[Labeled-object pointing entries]
>>>

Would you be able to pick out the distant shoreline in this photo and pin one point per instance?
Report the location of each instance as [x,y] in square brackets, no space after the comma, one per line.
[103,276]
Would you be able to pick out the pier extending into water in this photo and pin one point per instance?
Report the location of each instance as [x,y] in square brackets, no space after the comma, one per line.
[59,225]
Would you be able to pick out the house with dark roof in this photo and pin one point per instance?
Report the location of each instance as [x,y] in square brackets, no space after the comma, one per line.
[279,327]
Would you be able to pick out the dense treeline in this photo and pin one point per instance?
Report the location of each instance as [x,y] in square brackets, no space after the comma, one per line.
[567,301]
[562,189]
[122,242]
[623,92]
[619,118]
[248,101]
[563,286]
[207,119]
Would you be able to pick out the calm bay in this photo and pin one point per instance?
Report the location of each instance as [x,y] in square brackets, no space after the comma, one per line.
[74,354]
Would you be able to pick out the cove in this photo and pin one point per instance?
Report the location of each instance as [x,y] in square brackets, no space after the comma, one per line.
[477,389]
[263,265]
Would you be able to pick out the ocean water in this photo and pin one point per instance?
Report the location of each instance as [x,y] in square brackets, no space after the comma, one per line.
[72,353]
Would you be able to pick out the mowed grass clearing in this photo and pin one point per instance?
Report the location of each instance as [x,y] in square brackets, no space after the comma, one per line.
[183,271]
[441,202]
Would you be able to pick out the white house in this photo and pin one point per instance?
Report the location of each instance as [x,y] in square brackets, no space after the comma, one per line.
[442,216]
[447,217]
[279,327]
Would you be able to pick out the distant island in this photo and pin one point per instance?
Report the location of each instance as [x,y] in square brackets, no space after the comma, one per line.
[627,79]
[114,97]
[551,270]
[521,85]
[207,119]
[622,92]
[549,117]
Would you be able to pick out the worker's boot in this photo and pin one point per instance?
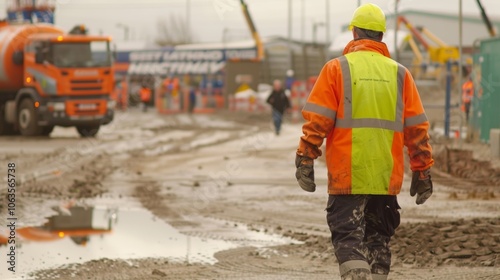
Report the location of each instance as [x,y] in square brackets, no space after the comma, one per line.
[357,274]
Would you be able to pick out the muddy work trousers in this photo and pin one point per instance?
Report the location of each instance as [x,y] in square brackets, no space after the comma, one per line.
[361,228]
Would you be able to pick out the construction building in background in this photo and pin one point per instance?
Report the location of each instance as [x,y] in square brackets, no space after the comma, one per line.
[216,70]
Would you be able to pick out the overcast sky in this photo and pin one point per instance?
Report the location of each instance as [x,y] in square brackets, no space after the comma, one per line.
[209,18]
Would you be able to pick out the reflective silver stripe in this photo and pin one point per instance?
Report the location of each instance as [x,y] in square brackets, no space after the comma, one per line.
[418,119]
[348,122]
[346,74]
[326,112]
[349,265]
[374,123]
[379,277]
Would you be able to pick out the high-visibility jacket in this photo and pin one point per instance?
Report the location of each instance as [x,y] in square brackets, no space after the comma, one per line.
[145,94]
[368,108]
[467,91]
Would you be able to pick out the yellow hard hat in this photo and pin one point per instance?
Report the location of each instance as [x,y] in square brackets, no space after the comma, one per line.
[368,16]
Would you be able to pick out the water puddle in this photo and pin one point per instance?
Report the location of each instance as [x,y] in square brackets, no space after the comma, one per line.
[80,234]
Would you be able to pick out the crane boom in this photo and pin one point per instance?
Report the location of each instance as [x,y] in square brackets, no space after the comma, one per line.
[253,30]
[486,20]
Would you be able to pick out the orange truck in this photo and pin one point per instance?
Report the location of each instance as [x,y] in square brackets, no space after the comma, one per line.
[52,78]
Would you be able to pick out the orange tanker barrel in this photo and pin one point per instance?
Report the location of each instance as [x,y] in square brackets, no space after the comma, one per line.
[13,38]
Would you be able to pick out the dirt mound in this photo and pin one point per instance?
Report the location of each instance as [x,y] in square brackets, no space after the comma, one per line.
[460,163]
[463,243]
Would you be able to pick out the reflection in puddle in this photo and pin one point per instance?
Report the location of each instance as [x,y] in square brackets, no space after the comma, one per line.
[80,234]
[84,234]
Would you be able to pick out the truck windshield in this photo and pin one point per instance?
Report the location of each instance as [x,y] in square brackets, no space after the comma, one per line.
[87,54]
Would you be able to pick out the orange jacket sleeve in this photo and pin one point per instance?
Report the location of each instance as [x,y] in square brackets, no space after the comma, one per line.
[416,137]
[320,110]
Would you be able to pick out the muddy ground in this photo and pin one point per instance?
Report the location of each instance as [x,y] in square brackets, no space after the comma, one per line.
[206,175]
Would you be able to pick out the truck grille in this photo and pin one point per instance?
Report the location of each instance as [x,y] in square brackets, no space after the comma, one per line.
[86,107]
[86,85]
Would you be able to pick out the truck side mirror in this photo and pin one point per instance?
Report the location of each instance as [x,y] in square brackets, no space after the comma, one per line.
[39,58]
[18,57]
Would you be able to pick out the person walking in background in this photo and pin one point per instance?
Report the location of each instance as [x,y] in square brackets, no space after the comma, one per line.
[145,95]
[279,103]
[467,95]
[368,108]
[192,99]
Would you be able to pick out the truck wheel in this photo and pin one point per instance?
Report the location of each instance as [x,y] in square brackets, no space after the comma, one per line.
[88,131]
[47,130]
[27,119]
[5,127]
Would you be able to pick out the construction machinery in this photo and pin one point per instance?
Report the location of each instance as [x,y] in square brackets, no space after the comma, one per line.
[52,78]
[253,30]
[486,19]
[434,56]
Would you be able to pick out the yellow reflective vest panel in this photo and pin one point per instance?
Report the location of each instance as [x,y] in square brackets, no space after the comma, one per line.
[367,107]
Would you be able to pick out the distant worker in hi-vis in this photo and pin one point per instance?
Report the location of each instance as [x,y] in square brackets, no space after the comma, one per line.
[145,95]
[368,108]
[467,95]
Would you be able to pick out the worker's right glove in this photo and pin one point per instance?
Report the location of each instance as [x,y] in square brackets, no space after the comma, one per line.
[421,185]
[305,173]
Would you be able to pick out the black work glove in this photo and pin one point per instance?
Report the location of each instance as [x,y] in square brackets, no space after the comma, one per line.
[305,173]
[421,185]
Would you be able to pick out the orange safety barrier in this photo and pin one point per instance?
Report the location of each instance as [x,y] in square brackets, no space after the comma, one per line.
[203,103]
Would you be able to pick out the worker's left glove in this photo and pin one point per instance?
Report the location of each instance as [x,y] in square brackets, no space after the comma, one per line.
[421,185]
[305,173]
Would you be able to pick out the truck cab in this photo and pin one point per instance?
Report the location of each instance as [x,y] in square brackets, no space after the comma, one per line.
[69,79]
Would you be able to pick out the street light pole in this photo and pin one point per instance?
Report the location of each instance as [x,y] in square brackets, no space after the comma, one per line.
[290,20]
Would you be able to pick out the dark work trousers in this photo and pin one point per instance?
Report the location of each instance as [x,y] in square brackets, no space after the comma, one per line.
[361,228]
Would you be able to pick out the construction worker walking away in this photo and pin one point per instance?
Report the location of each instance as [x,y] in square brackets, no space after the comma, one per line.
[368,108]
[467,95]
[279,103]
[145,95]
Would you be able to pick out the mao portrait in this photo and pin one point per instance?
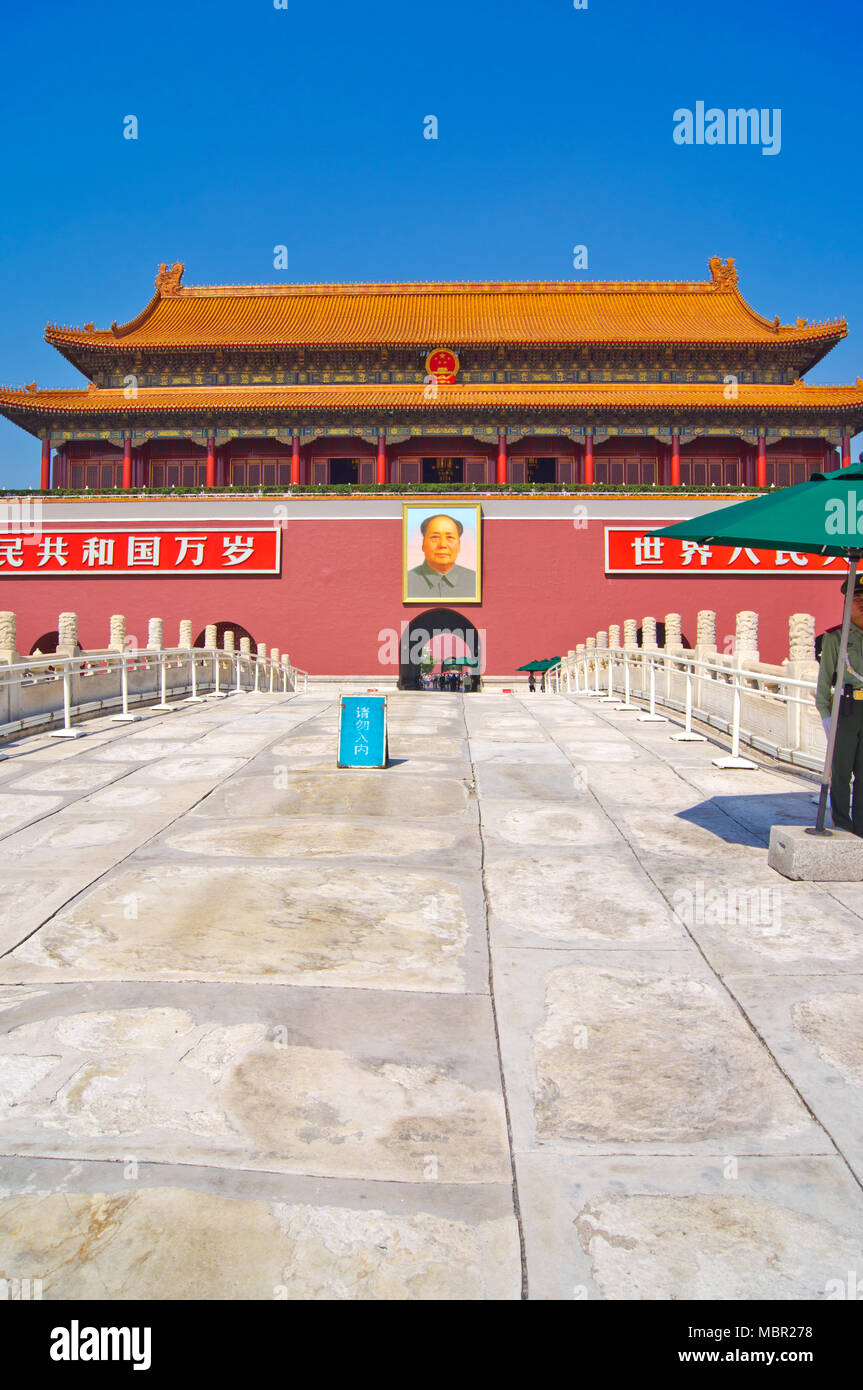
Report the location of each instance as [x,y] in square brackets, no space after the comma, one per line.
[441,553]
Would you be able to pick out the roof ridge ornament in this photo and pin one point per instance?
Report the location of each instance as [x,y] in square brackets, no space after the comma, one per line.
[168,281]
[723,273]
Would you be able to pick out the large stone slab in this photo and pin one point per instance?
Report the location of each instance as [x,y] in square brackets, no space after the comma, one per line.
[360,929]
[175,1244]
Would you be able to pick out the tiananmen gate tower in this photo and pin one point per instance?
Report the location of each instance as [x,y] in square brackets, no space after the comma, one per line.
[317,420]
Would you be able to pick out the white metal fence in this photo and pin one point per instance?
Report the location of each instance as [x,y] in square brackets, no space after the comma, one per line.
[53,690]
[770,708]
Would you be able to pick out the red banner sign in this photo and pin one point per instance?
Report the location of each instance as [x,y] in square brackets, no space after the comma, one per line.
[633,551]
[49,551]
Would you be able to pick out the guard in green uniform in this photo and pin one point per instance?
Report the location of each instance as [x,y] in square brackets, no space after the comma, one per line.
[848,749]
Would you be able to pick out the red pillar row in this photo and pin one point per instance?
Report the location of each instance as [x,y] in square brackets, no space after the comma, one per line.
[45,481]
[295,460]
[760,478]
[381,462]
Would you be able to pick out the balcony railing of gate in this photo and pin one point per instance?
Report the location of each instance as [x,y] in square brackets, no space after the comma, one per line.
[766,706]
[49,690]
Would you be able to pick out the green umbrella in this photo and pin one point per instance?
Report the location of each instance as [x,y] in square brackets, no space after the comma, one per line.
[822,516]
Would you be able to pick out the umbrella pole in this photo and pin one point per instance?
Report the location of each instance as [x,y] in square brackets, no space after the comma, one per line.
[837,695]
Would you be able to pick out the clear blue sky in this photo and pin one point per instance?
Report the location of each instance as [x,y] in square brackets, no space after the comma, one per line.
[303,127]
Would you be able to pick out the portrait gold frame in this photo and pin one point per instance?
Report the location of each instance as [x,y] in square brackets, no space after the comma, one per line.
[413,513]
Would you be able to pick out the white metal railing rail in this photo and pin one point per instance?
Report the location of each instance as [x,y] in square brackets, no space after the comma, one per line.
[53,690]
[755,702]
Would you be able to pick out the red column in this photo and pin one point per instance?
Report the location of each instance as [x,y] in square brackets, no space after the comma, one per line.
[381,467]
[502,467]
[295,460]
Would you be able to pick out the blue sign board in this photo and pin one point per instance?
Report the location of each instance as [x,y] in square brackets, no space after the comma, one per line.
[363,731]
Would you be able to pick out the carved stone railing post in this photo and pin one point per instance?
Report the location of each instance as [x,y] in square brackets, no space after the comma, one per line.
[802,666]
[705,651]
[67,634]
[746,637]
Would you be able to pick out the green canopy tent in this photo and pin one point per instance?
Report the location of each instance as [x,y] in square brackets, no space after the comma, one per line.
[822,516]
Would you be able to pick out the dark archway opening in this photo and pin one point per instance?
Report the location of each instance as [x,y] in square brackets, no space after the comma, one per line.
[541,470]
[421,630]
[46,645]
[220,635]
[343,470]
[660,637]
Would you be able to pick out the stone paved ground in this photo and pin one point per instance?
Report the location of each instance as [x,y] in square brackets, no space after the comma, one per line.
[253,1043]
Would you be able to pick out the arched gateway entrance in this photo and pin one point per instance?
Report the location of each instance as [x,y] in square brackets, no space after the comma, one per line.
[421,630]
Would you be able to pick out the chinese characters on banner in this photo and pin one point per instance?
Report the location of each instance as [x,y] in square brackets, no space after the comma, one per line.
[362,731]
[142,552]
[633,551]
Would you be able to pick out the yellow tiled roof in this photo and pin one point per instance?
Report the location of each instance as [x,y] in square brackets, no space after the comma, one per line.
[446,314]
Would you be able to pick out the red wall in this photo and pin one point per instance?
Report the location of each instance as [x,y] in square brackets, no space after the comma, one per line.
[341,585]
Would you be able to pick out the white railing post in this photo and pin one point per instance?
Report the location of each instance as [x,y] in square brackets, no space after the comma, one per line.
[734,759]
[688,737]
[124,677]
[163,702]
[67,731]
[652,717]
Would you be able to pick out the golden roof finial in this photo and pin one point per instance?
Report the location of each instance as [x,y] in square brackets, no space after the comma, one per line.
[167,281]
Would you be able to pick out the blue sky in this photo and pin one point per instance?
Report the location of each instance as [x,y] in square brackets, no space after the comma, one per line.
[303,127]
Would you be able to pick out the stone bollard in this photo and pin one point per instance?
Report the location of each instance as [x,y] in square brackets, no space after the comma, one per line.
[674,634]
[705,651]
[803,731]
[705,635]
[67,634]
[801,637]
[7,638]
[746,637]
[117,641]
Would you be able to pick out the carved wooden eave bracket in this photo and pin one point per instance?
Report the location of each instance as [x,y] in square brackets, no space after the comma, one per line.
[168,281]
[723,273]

<<<

◆ CHALLENGE
Which lines run from the one containing "Would you be able to pick out the yellow tiled" to the end of the entries above? Quote exactly those, and only those.

◆ ANSWER TO THE EXERCISE
Would you be able to pick out the yellow tiled roof in this photo and pin one point per instance?
Report the location of each instance as [x,y] in square brackets, no space after the comma, one per line.
[446,314]
Would you be able to pick out the red wall in this photo and pin one point per instance?
Report the location of each instance as [x,y] in square brackets, no space after the comma, one per line.
[341,585]
Would you be able to pick out the white railing post in this photo and pin one point per instance?
Report the location of each instance as [x,y] in square brackets, no space after the comma, one per line.
[734,759]
[688,737]
[124,677]
[163,702]
[67,731]
[652,717]
Would you be able to pick out the golden roof finial in this photo and pin one point per instance?
Report the location of each instance as [x,y] in square brackets, no space after the comma, one per line.
[167,281]
Would you be able to pick out the blue sky in this photo and pin one point per instance?
Report the location of each instance as [x,y] in square brackets, no space after the comma, one per line.
[303,127]
Would you be able to pick out the stone bollard in this photo and pin one point per instance?
Report the location of each instance as [x,y] in square brackets, no space after the comma, one per line.
[674,634]
[705,651]
[803,731]
[705,635]
[67,634]
[801,637]
[7,638]
[746,637]
[117,641]
Would you be able to pick out the carved wooden eave bracket in this photo and pin one point per instance?
Report the location of each instance as [x,y] in square brackets, no space after the comma, one per line.
[168,281]
[723,273]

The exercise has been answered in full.